#### DATA SECTION ####

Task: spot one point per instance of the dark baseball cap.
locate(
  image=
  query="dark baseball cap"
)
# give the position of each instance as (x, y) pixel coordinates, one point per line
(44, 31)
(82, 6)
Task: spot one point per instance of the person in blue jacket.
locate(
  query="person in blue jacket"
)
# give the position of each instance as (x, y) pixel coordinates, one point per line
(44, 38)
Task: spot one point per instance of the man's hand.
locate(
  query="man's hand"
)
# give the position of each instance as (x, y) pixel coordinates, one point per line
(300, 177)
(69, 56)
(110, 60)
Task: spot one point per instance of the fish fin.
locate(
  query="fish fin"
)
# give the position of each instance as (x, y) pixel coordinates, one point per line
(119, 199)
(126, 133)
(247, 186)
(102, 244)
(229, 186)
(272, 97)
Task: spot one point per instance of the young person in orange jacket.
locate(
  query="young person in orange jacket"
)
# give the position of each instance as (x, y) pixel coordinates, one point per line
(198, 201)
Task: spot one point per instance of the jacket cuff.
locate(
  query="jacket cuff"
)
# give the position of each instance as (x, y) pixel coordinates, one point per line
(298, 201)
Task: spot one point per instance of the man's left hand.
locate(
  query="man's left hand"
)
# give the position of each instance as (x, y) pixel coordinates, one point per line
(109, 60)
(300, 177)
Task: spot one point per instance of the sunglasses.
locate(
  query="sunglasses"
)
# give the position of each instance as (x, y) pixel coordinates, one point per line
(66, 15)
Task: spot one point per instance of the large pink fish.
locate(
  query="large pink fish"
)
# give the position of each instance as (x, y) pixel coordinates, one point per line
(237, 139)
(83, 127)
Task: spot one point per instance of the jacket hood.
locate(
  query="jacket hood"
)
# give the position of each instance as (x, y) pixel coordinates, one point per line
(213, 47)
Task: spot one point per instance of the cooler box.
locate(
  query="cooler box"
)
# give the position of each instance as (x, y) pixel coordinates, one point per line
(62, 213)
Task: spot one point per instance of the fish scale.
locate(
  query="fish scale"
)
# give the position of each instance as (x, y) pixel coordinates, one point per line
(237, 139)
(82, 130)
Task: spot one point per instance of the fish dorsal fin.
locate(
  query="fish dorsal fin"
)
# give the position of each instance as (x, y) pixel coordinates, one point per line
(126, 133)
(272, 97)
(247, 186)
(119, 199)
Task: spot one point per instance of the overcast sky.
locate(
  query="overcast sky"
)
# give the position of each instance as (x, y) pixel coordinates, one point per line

####

*WHAT IS BEING ASKED:*
Every entry above should be written out again, precisely.

*FINISHED EXERCISE:*
Task: spot one point per instance of the dark baseball cap.
locate(
  image=
  query="dark baseball cap"
)
# give the position of each instance as (x, y) pixel coordinates, one point per line
(44, 31)
(82, 6)
Task: spot one point per instance of the person in blue jacket.
locate(
  query="person in blue jacket"
)
# give the position of each instance as (x, y) pixel coordinates, one point per line
(44, 38)
Task: spot one point per instance of the man's hand.
locate(
  query="man's hand"
)
# give the position of each instance as (x, y) pixel coordinates, one point per line
(300, 177)
(69, 56)
(110, 60)
Task: spot one point per instance of the fish fin.
locate(
  query="fish fin"
)
# give the position of each instance as (x, y) pixel coordinates, one point per line
(119, 199)
(126, 133)
(247, 186)
(102, 244)
(229, 186)
(272, 97)
Task: spot one point per instance of the young person in orange jacket.
locate(
  query="young person in orange jacket"
)
# give the position of each instance as (x, y) pixel coordinates, one point per line
(198, 201)
Task: spot one point per instance of the jacket cuff.
locate(
  query="jacket cuff"
)
# give the position of each instance as (x, y) pixel coordinates, one point per line
(298, 201)
Task: spot one point per instance of the man's left hand.
locate(
  query="man's left hand"
)
# give the position of each instance as (x, y) pixel coordinates, one point per line
(109, 60)
(300, 177)
Task: spot one point per instance of the sunglasses.
locate(
  query="sunglasses"
)
# give the position of each instance as (x, y) pixel coordinates, one point per line
(66, 15)
Task: spot one point per instance of the large pink fish.
locate(
  query="large pink fish"
)
# give the position of each instance as (x, y) pixel coordinates, one point per line
(237, 139)
(83, 127)
Task: spot one point per instance of the jacket hood.
locate(
  query="jacket hood"
)
# give the position of each instance as (x, y) pixel coordinates, one point per line
(213, 47)
Task: spot one point per instance of the cooler box.
locate(
  query="cooler box"
)
# give the position of each instance as (x, y) pixel coordinates, one point per line
(62, 213)
Task: spot one point per instance of the fish scale.
locate(
  query="fish scale"
)
# give the position of each instance as (x, y) pixel coordinates, one point per line
(237, 139)
(82, 130)
Task: spot one point per instance of the fish dorsal fin.
locate(
  query="fish dorsal fin"
)
# give the position of each instance as (x, y) pixel coordinates, one point per line
(126, 133)
(272, 97)
(247, 186)
(119, 199)
Task: spot one point per instance of the overcast sky.
locate(
  query="overcast sky"
)
# give the position of each instance as (x, y) pixel coordinates, one point per line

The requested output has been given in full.